━━ Material for this task ━━

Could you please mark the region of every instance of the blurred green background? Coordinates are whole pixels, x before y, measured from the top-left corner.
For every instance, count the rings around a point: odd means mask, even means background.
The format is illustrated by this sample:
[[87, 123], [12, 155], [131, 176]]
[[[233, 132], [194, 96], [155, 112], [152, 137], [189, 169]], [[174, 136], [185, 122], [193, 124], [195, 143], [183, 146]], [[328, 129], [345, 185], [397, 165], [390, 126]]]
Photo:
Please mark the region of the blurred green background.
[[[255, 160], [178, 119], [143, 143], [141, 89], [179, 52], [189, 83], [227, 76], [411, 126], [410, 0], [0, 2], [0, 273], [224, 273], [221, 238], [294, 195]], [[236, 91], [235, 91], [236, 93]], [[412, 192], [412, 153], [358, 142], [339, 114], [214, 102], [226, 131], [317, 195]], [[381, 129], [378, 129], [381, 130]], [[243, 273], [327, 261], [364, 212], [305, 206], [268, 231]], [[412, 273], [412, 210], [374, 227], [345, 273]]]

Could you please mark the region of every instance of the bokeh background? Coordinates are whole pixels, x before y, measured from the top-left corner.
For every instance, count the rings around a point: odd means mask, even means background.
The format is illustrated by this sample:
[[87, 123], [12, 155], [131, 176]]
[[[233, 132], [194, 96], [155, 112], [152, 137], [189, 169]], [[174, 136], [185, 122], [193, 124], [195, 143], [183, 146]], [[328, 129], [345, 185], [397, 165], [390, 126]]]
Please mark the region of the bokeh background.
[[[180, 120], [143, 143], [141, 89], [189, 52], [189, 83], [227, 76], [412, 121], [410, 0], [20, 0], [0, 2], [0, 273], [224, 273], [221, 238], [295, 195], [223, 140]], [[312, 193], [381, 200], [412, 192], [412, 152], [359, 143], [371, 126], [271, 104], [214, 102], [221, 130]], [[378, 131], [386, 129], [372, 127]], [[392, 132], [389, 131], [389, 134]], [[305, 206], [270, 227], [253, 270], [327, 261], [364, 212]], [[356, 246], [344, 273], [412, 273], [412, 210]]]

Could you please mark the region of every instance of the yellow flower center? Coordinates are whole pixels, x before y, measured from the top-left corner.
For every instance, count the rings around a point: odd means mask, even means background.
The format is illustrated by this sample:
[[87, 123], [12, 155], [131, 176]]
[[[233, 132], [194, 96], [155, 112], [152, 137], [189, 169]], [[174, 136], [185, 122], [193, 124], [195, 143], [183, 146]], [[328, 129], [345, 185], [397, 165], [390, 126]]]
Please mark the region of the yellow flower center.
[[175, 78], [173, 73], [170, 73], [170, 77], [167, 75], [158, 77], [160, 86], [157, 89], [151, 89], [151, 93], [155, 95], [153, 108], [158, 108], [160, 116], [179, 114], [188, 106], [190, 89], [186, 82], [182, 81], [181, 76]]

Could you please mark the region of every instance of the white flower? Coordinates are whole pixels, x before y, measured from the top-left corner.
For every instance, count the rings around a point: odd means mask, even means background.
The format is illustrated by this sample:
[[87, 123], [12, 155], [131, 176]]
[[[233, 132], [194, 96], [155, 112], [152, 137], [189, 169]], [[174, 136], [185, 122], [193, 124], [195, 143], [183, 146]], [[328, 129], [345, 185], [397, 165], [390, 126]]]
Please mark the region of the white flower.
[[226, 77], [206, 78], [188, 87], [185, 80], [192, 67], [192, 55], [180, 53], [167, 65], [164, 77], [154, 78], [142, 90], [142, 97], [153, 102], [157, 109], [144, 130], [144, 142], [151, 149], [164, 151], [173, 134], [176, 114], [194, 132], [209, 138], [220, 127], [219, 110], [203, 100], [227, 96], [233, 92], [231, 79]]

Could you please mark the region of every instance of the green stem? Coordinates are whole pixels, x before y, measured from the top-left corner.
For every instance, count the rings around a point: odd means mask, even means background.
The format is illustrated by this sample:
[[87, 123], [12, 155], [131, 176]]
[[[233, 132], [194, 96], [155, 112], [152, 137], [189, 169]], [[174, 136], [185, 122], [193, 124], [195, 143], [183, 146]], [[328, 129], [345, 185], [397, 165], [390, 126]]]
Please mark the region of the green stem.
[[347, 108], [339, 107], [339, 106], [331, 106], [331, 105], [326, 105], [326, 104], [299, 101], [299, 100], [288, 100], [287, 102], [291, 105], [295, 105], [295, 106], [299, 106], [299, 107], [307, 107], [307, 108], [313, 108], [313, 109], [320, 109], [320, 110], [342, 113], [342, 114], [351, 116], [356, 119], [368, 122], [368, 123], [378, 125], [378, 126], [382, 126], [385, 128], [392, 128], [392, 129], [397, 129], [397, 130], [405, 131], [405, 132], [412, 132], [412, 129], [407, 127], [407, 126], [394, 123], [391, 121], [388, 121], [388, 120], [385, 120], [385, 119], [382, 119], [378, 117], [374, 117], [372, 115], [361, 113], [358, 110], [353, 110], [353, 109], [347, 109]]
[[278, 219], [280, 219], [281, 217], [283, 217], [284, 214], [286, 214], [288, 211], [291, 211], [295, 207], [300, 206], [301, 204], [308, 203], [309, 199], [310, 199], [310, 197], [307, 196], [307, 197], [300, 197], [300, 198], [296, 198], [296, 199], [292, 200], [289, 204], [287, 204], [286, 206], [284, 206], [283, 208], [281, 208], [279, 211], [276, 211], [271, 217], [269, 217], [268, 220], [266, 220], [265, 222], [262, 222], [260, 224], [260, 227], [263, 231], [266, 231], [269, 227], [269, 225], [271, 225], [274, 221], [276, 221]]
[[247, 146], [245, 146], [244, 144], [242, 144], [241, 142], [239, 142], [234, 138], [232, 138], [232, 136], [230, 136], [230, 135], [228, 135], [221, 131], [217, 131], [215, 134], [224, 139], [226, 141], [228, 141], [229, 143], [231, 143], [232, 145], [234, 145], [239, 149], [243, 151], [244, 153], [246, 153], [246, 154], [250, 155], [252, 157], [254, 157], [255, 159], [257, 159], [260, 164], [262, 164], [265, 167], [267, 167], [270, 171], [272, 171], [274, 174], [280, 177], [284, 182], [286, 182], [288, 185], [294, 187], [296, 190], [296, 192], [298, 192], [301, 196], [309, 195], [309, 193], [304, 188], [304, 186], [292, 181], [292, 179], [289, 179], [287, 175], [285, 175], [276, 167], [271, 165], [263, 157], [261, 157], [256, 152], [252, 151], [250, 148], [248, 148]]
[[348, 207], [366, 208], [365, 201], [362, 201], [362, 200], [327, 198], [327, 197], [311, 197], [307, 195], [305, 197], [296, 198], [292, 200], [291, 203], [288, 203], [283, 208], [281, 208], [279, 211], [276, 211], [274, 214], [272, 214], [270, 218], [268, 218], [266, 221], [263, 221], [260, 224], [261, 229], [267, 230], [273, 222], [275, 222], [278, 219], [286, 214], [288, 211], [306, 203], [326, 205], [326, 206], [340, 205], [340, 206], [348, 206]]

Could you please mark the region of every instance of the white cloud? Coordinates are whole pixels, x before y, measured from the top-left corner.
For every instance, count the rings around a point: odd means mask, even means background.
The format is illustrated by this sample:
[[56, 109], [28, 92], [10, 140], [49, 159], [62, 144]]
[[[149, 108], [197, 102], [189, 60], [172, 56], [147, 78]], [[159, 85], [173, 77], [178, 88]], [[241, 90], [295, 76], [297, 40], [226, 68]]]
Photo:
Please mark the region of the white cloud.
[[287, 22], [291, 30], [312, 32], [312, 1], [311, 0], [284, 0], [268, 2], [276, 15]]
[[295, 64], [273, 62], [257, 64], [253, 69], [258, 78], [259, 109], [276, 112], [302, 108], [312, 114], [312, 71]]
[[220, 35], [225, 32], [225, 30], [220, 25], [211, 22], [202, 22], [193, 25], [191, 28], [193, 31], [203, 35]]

━━━

Swap every "mask" in the records above for "foreground", and give the records again with nothing else altered.

*Problem solution*.
Could you please mark the region of every instance of the blurred green background? Coordinates are whole pixels, x before y, measured from the top-left corner.
For every instance, count the rings around a point: odd means foreground, even means background.
The format is illustrated by this sample:
[[87, 123], [12, 155], [131, 176]]
[[[233, 132], [194, 96], [155, 112], [152, 137], [189, 169]], [[174, 136], [185, 122], [193, 124], [195, 143], [183, 146]], [[328, 129], [345, 185], [397, 165], [390, 126]]]
Photo:
Please mark the region of the blurred green background.
[[[255, 160], [178, 119], [143, 143], [141, 89], [179, 52], [189, 83], [227, 76], [411, 126], [410, 0], [0, 2], [0, 273], [224, 273], [221, 238], [294, 195]], [[236, 91], [235, 91], [236, 93]], [[412, 192], [412, 153], [358, 142], [339, 114], [214, 102], [226, 131], [317, 195]], [[381, 129], [378, 129], [381, 130]], [[243, 273], [327, 261], [364, 212], [305, 206], [268, 231]], [[412, 273], [412, 210], [374, 227], [345, 273]]]

Could you please mark the region of every instance of the bokeh background? Coordinates are whole pixels, x before y, measured from the top-left corner.
For every instance, count the rings around a point: odd means foreground, even means background.
The format is illustrated by this sample:
[[87, 123], [12, 155], [131, 176]]
[[[233, 132], [194, 96], [155, 112], [152, 137], [189, 169]], [[174, 136], [185, 122], [193, 124], [195, 143], [183, 146]], [[328, 129], [345, 185], [397, 165], [390, 126]]]
Please mark the region of the bokeh background.
[[[180, 120], [143, 143], [141, 89], [189, 52], [189, 83], [227, 76], [412, 121], [410, 0], [20, 0], [0, 2], [0, 273], [224, 273], [221, 238], [295, 195], [223, 140]], [[312, 193], [381, 200], [412, 192], [412, 152], [359, 143], [371, 126], [271, 104], [214, 102], [221, 130]], [[378, 131], [386, 129], [372, 127]], [[392, 132], [389, 131], [389, 134]], [[305, 206], [270, 227], [253, 270], [327, 261], [364, 212]], [[356, 246], [344, 273], [412, 273], [412, 210]]]

Could you please mark the region of every instance of the yellow flower center? Coordinates are whole pixels, x before y, measured from the top-left corner.
For every instance, count the rings around a point: odd means foreground, even means background.
The format is illustrated by this sample:
[[87, 123], [12, 155], [131, 176]]
[[[233, 132], [194, 96], [155, 112], [152, 137], [189, 169]], [[174, 136], [185, 122], [193, 124], [195, 143], [183, 146]], [[328, 129], [345, 185], [397, 165], [390, 126]]]
Please mark the region of the yellow flower center.
[[175, 78], [173, 73], [170, 73], [170, 77], [167, 75], [158, 77], [160, 86], [157, 89], [151, 89], [151, 93], [155, 95], [153, 108], [158, 108], [160, 116], [179, 114], [188, 106], [190, 89], [186, 82], [182, 81], [181, 76]]

Could you please mark the region of every instance of the white flower? Coordinates are whole pixels, x before y, measured from the top-left corner.
For every instance, count the rings around a point: odd means foreground, even means background.
The format is illustrated by this sample:
[[87, 123], [12, 155], [131, 176]]
[[[233, 132], [194, 96], [155, 112], [152, 137], [189, 169]], [[174, 136], [185, 122], [193, 124], [195, 143], [183, 146]], [[328, 129], [345, 185], [397, 165], [390, 126]]]
Please mark the region of the white flower.
[[226, 77], [206, 78], [188, 87], [185, 80], [192, 67], [192, 55], [180, 53], [167, 65], [164, 77], [154, 78], [142, 90], [142, 97], [153, 102], [157, 109], [144, 130], [144, 142], [151, 149], [164, 151], [173, 134], [176, 114], [194, 132], [209, 138], [220, 127], [219, 110], [203, 100], [227, 96], [233, 92], [231, 79]]

Could you please mark the region of every instance of the green stem? Coordinates are whole pixels, x before y, measured from the top-left corner.
For every instance, count the rings around a point: odd means foreground, even means background.
The format is illustrated by this sample:
[[87, 123], [12, 155], [131, 176]]
[[[233, 132], [194, 96], [155, 112], [152, 137], [189, 169]], [[174, 136], [185, 122], [193, 124], [195, 143], [183, 146]], [[328, 129], [345, 185], [397, 165], [390, 126]]]
Please mark the region of the green stem.
[[347, 108], [339, 107], [339, 106], [331, 106], [331, 105], [326, 105], [326, 104], [299, 101], [299, 100], [288, 100], [287, 102], [291, 105], [295, 105], [295, 106], [299, 106], [299, 107], [307, 107], [307, 108], [313, 108], [313, 109], [320, 109], [320, 110], [342, 113], [342, 114], [351, 116], [356, 119], [368, 122], [368, 123], [378, 125], [378, 126], [382, 126], [385, 128], [392, 128], [392, 129], [397, 129], [397, 130], [405, 131], [405, 132], [412, 132], [412, 129], [407, 127], [407, 126], [394, 123], [391, 121], [388, 121], [388, 120], [385, 120], [385, 119], [382, 119], [378, 117], [374, 117], [372, 115], [361, 113], [358, 110], [353, 110], [353, 109], [347, 109]]
[[278, 219], [280, 219], [281, 217], [283, 217], [284, 214], [286, 214], [288, 211], [291, 211], [295, 207], [300, 206], [301, 204], [308, 203], [309, 199], [310, 199], [310, 197], [307, 196], [307, 197], [300, 197], [300, 198], [296, 198], [296, 199], [292, 200], [289, 204], [287, 204], [286, 206], [284, 206], [283, 208], [281, 208], [279, 211], [276, 211], [271, 217], [269, 217], [268, 220], [266, 220], [265, 222], [262, 222], [260, 224], [260, 227], [263, 231], [266, 231], [269, 227], [269, 225], [271, 225], [274, 221], [276, 221]]
[[247, 146], [245, 146], [244, 144], [242, 144], [241, 142], [239, 142], [234, 138], [232, 138], [232, 136], [230, 136], [230, 135], [228, 135], [221, 131], [217, 131], [215, 134], [224, 139], [226, 141], [228, 141], [229, 143], [231, 143], [232, 145], [234, 145], [239, 149], [243, 151], [244, 153], [246, 153], [246, 154], [250, 155], [252, 157], [254, 157], [255, 159], [257, 159], [260, 164], [262, 164], [265, 167], [267, 167], [270, 171], [272, 171], [274, 174], [280, 177], [284, 182], [286, 182], [288, 185], [294, 187], [296, 190], [296, 192], [298, 192], [301, 196], [309, 195], [309, 193], [304, 188], [304, 186], [292, 181], [292, 179], [289, 179], [287, 175], [285, 175], [276, 167], [271, 165], [263, 157], [261, 157], [256, 152], [252, 151], [250, 148], [248, 148]]
[[348, 207], [366, 208], [365, 201], [362, 201], [362, 200], [327, 198], [327, 197], [311, 197], [307, 195], [305, 197], [296, 198], [292, 200], [291, 203], [288, 203], [283, 208], [281, 208], [279, 211], [276, 211], [274, 214], [272, 214], [270, 218], [268, 218], [266, 221], [263, 221], [260, 224], [261, 229], [267, 230], [273, 222], [275, 222], [278, 219], [286, 214], [288, 211], [306, 203], [326, 205], [326, 206], [340, 205], [340, 206], [348, 206]]

Could you please mark the region of every instance of the white cloud? Coordinates are whole pixels, x before y, measured from the top-left corner.
For every instance, count the rings around a point: odd means foreground, even means background.
The format is illustrated by this sample:
[[56, 109], [28, 92], [10, 140], [49, 159], [62, 144]]
[[[149, 108], [197, 102], [189, 60], [172, 56], [147, 78]], [[159, 85], [173, 77], [178, 88]], [[241, 90], [295, 76], [297, 40], [226, 68]]]
Photo:
Please mark the region of the white cloud.
[[287, 22], [291, 30], [312, 32], [312, 1], [311, 0], [284, 0], [268, 2], [276, 15]]
[[295, 64], [273, 62], [257, 64], [253, 69], [258, 78], [259, 109], [276, 112], [302, 108], [312, 114], [312, 71]]
[[220, 35], [225, 32], [225, 30], [220, 25], [211, 22], [202, 22], [193, 25], [191, 28], [193, 31], [203, 35]]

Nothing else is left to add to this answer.